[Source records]
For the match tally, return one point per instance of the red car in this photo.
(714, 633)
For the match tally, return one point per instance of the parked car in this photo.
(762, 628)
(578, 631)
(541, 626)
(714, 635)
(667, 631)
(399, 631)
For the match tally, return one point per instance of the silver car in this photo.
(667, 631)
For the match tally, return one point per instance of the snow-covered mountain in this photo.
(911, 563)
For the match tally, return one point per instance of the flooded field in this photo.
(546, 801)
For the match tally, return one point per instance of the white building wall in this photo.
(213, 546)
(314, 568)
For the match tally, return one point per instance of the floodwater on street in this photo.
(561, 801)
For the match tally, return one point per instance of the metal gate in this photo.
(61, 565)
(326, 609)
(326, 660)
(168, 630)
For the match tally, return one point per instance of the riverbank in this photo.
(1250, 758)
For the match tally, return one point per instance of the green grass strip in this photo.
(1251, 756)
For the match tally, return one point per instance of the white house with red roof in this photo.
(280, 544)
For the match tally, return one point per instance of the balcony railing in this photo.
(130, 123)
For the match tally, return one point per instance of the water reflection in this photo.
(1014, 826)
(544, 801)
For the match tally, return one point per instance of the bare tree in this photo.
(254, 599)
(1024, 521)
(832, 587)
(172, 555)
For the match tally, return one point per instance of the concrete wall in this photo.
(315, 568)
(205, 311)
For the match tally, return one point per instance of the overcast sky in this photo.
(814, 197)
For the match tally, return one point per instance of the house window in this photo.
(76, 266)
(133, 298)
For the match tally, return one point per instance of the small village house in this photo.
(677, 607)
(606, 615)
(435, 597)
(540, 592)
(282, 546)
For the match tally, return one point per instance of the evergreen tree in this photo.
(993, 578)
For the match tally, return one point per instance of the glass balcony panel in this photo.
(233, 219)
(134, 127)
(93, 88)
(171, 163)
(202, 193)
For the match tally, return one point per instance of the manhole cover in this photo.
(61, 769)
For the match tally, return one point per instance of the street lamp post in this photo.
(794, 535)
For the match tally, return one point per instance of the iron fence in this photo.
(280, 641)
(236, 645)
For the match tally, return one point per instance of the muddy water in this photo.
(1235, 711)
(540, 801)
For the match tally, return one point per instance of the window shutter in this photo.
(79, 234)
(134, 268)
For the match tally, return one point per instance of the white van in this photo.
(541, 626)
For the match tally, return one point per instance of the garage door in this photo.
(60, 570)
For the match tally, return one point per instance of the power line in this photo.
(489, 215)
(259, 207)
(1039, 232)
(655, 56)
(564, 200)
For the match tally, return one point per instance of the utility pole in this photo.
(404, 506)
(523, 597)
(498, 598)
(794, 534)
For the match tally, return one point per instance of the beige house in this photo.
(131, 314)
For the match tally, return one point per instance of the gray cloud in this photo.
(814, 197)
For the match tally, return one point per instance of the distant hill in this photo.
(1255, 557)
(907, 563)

Instructions for the task
Exactly the lines from the one with "beige house in this photo." through the end of the entries, both included, should be written out, and no others.

Result below
For the match tally, return one point per instance of the beige house in this photo.
(131, 314)
For the match tally, return one point per instance of the gray cloud in this photo.
(814, 197)
For the match tally, return one point per instance of the distant hill in this photo.
(1255, 557)
(907, 563)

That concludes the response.